SHORT EXERCISE: Could you update the material from the line holding "Where can the decorative" through the end of the material, inclusive, by replacing "thickest part" with "widest part" and leaving everything else unchanged? Leave the pictures out of your answer.

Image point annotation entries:
---*---
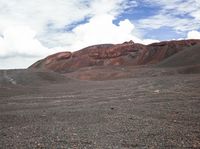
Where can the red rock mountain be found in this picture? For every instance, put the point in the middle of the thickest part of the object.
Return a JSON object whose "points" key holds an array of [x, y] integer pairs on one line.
{"points": [[125, 54]]}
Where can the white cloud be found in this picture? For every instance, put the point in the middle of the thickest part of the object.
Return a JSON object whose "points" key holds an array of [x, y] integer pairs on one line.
{"points": [[193, 35], [30, 30], [181, 15]]}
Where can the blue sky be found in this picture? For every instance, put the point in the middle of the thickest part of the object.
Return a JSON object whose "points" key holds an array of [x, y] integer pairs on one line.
{"points": [[31, 30]]}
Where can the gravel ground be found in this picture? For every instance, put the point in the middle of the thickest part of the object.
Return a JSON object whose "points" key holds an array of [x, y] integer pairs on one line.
{"points": [[143, 112]]}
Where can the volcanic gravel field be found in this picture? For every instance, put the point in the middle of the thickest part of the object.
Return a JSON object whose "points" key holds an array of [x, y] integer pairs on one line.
{"points": [[137, 112]]}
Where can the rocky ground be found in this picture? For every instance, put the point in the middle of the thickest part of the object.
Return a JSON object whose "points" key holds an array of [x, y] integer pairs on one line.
{"points": [[144, 111]]}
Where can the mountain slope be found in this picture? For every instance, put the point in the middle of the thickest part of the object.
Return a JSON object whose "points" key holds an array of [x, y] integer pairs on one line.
{"points": [[125, 54]]}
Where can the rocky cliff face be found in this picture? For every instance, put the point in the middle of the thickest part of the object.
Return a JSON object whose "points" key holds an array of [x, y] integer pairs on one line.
{"points": [[125, 54]]}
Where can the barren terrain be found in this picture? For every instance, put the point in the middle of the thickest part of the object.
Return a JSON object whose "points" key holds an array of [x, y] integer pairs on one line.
{"points": [[105, 100], [138, 112]]}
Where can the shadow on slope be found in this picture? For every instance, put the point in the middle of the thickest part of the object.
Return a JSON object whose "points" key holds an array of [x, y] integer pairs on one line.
{"points": [[30, 77], [186, 61]]}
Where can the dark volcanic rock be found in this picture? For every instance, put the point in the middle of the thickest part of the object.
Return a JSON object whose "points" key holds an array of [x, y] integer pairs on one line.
{"points": [[125, 54]]}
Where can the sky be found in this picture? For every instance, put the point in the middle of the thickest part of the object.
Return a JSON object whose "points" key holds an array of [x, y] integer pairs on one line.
{"points": [[33, 29]]}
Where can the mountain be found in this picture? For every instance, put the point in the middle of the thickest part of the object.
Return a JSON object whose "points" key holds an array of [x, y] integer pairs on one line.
{"points": [[125, 54]]}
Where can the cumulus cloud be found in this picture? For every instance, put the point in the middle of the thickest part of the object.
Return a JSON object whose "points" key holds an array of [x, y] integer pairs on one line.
{"points": [[30, 30], [193, 35], [180, 15]]}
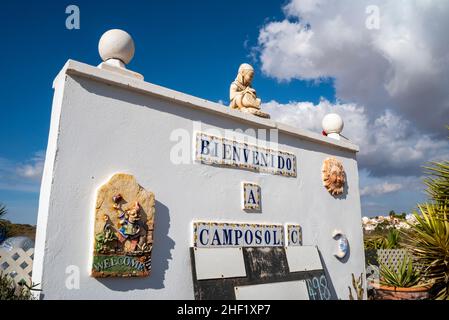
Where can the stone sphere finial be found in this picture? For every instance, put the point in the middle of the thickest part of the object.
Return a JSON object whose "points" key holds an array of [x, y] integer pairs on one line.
{"points": [[116, 44], [333, 125]]}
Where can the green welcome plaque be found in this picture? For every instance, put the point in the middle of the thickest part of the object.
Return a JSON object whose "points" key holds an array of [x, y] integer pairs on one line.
{"points": [[124, 220]]}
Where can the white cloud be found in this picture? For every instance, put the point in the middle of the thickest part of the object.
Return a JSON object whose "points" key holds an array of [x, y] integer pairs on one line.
{"points": [[380, 189], [22, 176], [403, 66], [33, 168], [389, 145]]}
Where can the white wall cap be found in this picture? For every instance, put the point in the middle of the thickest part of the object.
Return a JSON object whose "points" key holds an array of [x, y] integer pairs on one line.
{"points": [[130, 83]]}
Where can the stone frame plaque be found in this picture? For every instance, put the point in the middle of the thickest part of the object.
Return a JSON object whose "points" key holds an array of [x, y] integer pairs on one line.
{"points": [[124, 220]]}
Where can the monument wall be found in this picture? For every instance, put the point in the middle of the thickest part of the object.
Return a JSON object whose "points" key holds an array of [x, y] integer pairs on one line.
{"points": [[104, 123]]}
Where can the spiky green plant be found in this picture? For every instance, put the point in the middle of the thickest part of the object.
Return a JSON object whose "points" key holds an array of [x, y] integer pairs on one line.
{"points": [[9, 290], [2, 210], [405, 276], [429, 243], [358, 287]]}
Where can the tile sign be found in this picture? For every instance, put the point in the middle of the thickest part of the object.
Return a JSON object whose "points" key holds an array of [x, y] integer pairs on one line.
{"points": [[252, 196], [214, 150], [215, 234]]}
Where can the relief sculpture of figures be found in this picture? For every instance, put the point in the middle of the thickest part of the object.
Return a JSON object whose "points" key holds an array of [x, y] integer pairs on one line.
{"points": [[334, 176], [242, 96], [124, 219]]}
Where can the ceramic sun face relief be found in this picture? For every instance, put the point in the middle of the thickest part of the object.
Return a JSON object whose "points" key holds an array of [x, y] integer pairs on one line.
{"points": [[334, 176], [124, 219]]}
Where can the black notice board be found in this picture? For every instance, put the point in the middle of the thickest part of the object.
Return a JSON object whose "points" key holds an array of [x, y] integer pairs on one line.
{"points": [[263, 265]]}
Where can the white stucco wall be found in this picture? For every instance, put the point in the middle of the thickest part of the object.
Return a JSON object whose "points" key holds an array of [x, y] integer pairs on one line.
{"points": [[104, 123]]}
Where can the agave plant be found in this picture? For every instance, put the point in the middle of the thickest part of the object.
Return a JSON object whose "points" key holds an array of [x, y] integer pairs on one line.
{"points": [[405, 276], [2, 210], [429, 243]]}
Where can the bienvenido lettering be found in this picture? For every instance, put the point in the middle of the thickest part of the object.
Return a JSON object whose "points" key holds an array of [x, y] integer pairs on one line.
{"points": [[110, 262], [227, 235], [213, 150]]}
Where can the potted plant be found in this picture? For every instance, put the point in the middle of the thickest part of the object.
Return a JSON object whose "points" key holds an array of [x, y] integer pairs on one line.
{"points": [[401, 283]]}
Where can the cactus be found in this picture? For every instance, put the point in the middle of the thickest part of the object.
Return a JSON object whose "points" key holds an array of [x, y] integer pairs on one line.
{"points": [[358, 287]]}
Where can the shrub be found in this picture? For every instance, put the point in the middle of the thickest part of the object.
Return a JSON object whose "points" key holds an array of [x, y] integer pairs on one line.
{"points": [[9, 290]]}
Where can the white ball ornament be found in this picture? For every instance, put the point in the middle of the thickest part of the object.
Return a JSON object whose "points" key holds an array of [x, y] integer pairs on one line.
{"points": [[332, 123], [116, 44]]}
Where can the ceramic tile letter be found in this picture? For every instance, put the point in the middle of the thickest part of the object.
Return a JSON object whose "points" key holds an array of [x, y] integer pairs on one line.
{"points": [[251, 196]]}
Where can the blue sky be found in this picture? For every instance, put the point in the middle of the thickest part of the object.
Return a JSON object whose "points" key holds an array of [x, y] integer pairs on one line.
{"points": [[190, 46]]}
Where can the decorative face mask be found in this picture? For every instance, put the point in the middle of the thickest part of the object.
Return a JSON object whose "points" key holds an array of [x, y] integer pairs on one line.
{"points": [[343, 244], [334, 176]]}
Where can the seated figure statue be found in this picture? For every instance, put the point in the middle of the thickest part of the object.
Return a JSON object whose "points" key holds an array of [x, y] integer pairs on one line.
{"points": [[243, 97]]}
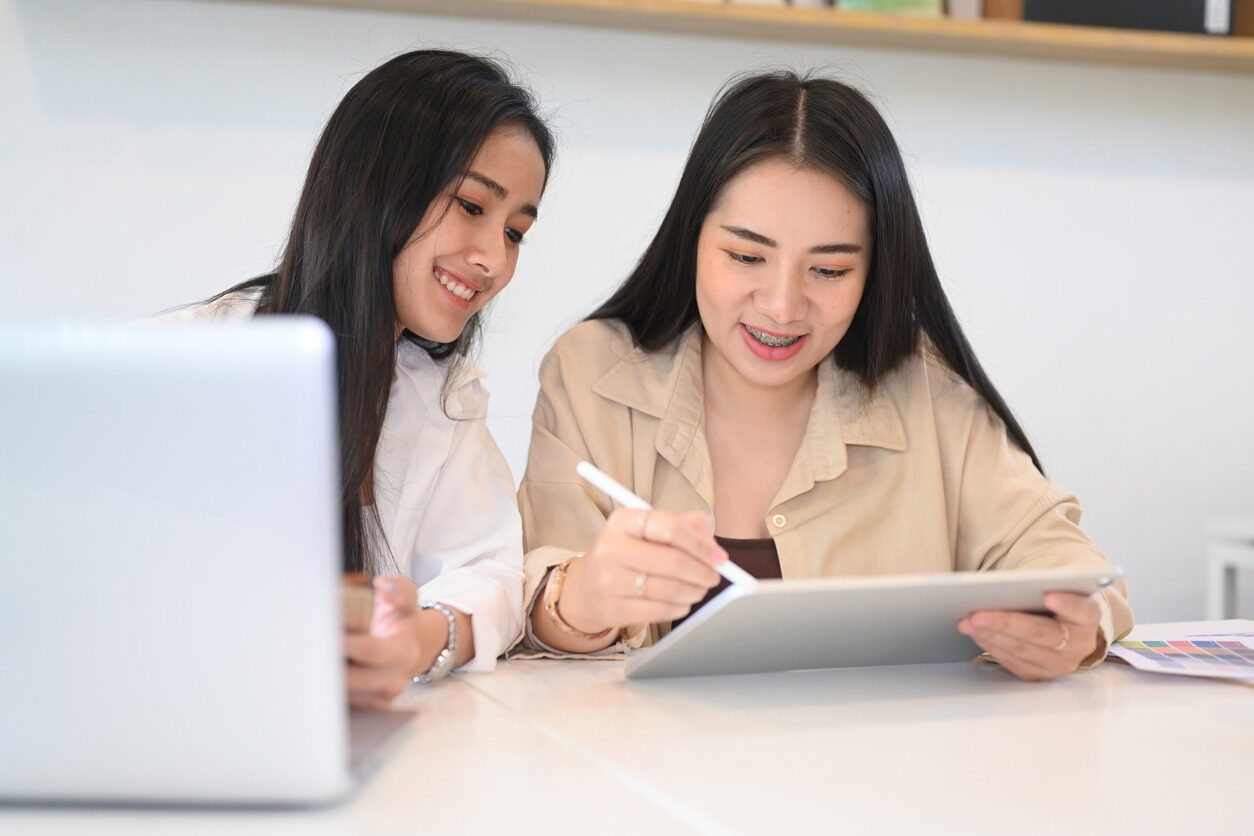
---*---
FULL RESPONSE:
Where can the decorative face mask be found in this picture? For every instance, put the point in the middle of the widest part of the object.
Return a JSON object whose "points" key holds an array of [x, y] integer pairs on one line.
{"points": [[343, 244], [334, 176]]}
Where can the seated figure statue be found in this picture? For every instance, put the point in the middle of the widest part of the object.
Return a JSON object whose "points" key holds an array of [x, y] integer pairs on one line.
{"points": [[243, 97]]}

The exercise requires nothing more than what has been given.